Only one stretch of the data below is needed: the line with "Provide the mask of the **screw" through the last line. Output it exactly and drop the pictures.
Start of Block
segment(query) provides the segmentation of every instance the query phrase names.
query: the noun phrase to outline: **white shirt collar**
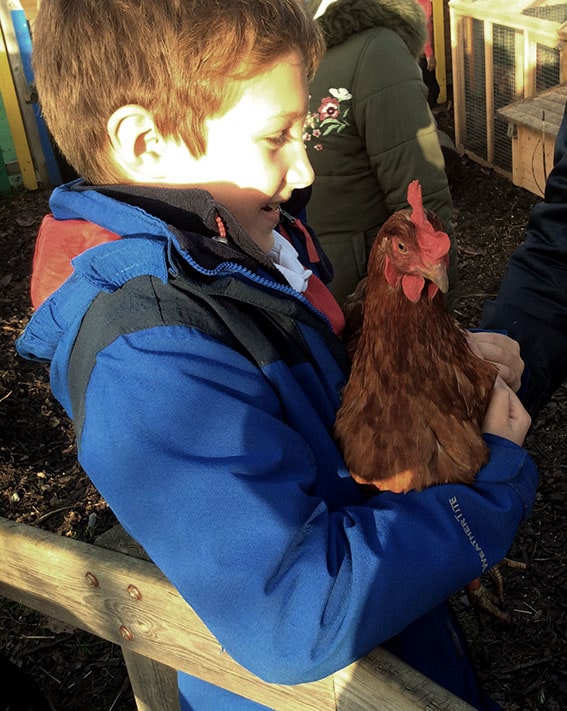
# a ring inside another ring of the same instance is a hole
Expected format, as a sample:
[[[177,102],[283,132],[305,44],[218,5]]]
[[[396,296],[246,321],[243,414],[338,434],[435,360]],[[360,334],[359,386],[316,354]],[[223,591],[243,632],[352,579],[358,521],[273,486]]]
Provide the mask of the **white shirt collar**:
[[[299,261],[299,256],[292,245],[274,230],[274,246],[268,252],[268,257],[286,278],[289,285],[303,293],[307,289],[309,277],[313,274],[310,269],[305,269]]]

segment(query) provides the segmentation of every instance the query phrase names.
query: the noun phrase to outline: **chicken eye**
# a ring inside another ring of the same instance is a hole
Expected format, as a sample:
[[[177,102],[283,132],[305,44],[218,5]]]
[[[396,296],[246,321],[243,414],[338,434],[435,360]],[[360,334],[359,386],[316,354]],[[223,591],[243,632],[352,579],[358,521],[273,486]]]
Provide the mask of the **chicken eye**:
[[[408,251],[408,248],[403,242],[398,242],[396,247],[398,248],[398,252],[401,252],[402,254],[405,254]]]

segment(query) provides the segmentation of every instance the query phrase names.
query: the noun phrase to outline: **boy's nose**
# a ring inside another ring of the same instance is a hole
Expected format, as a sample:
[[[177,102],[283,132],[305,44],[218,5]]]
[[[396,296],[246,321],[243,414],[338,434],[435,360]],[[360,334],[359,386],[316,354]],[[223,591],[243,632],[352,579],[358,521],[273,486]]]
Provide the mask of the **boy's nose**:
[[[306,188],[315,180],[315,173],[311,167],[311,163],[307,158],[307,152],[303,145],[297,150],[295,160],[290,163],[287,172],[287,182],[294,189]]]

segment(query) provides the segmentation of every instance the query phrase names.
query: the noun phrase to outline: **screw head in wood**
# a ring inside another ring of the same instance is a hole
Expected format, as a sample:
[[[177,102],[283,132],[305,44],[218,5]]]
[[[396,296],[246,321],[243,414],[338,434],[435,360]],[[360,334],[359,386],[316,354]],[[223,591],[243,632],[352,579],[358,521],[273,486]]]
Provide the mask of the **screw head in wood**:
[[[130,597],[133,597],[134,600],[141,600],[142,599],[142,593],[138,590],[138,588],[135,585],[128,585],[126,590],[128,591],[128,595],[130,595]]]
[[[134,635],[125,625],[120,625],[120,634],[127,642],[131,642],[134,639]]]
[[[85,578],[87,579],[87,583],[89,585],[92,585],[93,588],[98,588],[98,580],[96,575],[93,573],[85,573]]]

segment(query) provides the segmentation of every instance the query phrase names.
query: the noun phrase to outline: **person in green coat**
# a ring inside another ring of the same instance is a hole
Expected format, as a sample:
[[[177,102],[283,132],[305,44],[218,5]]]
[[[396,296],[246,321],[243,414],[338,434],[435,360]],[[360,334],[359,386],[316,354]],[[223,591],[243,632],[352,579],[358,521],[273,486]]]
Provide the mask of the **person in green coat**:
[[[415,0],[307,0],[326,54],[310,85],[304,141],[315,171],[309,224],[330,258],[339,303],[366,272],[376,233],[408,207],[419,180],[424,206],[451,239],[448,302],[457,281],[453,210],[435,119],[418,60],[427,37]]]

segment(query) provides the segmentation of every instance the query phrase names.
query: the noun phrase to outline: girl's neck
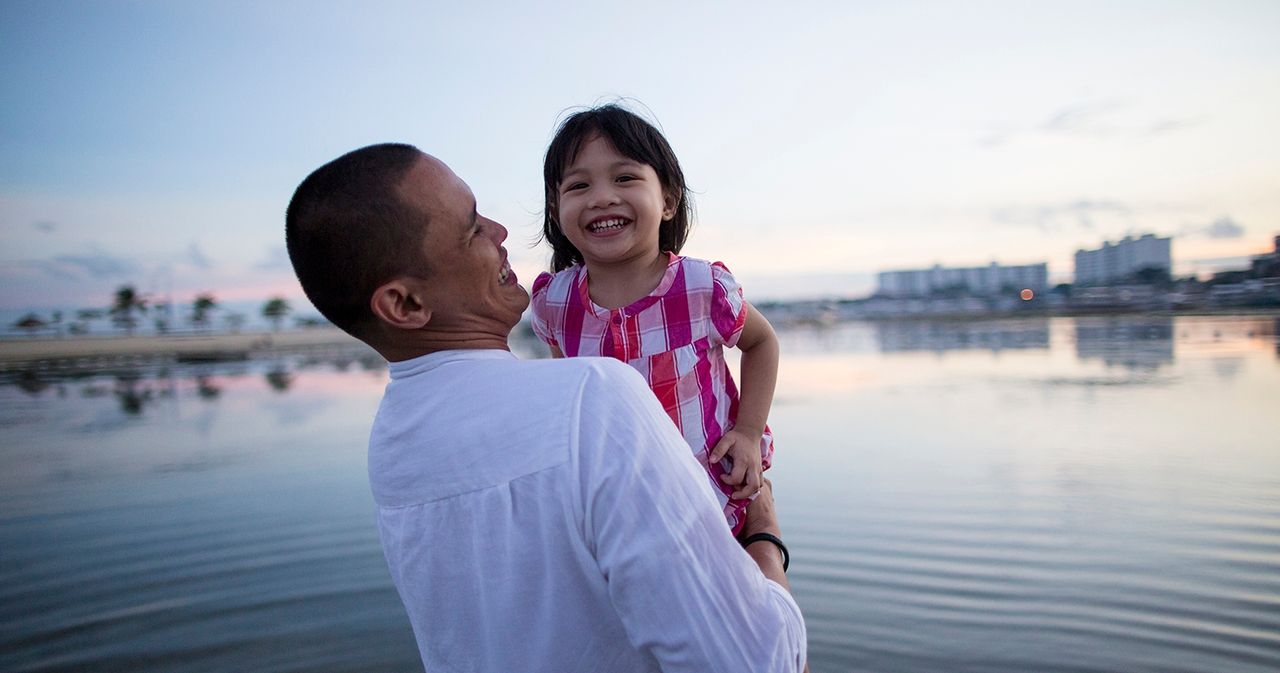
End of Block
Problem solution:
Provide the mask of the **screw head in wood**:
[[[130,597],[133,597],[134,600],[141,600],[142,599],[142,593],[138,590],[138,588],[135,585],[128,585],[126,590],[128,591],[128,595],[130,595]]]
[[[134,635],[125,625],[120,625],[120,634],[127,642],[131,642],[134,639]]]
[[[85,578],[87,579],[87,583],[89,585],[92,585],[93,588],[98,588],[98,580],[96,575],[93,573],[85,573]]]

segment(query) provides the segmentation of every instance the query phrase names.
query: the noun phrase to outline: **person in green coat**
# a ring inside another ring of the same instance is a hole
Expected format, as a sample:
[[[177,102],[283,132],[305,44],[218,5]]]
[[[396,296],[246,321],[243,414],[338,434],[435,360]],[[360,334],[359,386],[316,354]],[[223,591],[243,632],[352,579],[358,521],[273,486]]]
Provide the mask of the **person in green coat**:
[[[415,0],[307,0],[326,54],[310,85],[304,141],[315,171],[309,224],[330,258],[339,303],[366,272],[376,233],[408,207],[419,180],[424,206],[451,239],[448,302],[457,281],[453,210],[435,119],[418,60],[427,37]]]

segment(query) provides the segmentation of every instance the query phrase names.
query: the noun phrase to outline: girl's neck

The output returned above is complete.